* **Activity**:
Exactly those lines that run from the one containing "box: [399, 175, 425, 269]" through the last line of the entries below should be printed, and no others.

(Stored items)
== Segment start ==

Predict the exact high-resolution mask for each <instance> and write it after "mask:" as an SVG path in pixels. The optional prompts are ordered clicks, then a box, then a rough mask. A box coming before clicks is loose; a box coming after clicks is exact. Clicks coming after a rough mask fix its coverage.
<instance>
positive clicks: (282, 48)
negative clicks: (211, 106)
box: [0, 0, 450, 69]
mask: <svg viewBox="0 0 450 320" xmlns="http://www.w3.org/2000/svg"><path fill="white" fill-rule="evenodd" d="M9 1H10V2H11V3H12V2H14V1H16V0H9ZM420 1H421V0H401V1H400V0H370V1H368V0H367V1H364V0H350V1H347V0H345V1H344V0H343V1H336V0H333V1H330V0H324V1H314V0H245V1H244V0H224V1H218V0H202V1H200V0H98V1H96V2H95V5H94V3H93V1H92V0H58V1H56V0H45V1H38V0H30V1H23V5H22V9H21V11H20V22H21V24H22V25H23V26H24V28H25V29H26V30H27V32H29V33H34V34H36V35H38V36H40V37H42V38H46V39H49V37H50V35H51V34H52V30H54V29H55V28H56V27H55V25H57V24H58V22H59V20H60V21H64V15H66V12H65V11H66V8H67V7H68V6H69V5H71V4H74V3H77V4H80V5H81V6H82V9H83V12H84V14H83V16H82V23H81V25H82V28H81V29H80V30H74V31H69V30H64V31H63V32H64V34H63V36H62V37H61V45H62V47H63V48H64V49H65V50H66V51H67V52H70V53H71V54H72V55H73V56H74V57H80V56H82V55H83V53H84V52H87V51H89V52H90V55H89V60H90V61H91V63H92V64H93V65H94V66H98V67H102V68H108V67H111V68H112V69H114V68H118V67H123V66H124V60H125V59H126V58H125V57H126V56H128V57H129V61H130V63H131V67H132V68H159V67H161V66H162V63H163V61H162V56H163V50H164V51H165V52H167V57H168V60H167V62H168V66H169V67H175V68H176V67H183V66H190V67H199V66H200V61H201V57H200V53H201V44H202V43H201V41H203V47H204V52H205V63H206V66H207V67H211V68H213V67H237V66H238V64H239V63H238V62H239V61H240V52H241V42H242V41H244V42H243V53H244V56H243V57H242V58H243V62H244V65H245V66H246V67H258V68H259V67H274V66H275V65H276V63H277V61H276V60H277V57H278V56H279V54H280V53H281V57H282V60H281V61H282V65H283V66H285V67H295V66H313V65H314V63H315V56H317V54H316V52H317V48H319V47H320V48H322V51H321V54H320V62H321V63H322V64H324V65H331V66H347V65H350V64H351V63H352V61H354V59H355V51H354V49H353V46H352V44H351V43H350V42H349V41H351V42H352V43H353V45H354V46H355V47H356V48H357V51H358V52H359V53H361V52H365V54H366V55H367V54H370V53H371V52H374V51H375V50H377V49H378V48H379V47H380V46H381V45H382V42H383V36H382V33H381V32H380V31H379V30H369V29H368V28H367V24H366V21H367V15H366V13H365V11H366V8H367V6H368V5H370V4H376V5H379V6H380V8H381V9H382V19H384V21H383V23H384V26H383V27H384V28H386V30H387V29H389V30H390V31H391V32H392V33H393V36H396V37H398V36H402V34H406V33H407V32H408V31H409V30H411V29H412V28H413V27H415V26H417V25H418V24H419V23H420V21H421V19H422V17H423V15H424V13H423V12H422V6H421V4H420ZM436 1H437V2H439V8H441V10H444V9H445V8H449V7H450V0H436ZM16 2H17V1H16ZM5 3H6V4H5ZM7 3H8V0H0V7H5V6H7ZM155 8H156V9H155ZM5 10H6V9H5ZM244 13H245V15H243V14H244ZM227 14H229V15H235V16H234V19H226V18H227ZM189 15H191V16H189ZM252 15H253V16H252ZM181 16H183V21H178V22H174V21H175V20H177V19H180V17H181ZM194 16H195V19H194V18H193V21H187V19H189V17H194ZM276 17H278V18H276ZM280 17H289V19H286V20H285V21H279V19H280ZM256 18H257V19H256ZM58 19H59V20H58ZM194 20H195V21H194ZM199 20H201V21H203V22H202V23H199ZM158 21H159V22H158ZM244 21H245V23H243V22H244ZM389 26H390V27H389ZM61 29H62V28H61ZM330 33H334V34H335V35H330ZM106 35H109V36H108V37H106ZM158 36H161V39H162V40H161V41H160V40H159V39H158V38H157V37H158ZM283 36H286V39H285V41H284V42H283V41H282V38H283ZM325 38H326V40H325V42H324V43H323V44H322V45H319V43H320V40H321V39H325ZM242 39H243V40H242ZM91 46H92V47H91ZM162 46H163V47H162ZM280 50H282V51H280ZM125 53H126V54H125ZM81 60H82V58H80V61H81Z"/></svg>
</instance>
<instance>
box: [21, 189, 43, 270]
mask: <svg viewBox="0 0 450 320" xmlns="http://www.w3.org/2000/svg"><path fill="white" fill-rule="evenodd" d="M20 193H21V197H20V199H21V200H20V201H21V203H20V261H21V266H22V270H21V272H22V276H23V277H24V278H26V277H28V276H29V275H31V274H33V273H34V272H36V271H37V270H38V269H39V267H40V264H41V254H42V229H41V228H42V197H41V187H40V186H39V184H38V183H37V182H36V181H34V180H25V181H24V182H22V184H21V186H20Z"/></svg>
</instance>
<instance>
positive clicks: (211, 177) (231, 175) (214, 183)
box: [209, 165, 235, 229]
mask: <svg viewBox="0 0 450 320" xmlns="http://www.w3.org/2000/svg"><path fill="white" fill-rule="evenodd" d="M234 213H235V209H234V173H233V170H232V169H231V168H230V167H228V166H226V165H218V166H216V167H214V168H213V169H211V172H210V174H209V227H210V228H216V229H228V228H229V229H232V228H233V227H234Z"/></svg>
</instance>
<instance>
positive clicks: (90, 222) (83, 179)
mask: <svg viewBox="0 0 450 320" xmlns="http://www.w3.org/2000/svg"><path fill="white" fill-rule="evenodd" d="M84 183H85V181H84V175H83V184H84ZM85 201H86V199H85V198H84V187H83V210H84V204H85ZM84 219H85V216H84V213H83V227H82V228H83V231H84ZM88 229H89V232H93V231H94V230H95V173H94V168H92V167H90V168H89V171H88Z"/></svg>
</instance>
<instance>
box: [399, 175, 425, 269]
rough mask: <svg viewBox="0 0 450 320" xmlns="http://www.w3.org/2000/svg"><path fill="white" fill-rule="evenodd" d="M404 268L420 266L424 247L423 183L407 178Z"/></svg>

== Segment end ==

* **Completed task**:
box: [399, 175, 425, 269]
rough mask: <svg viewBox="0 0 450 320" xmlns="http://www.w3.org/2000/svg"><path fill="white" fill-rule="evenodd" d="M404 268L420 266L424 247L423 183L407 178Z"/></svg>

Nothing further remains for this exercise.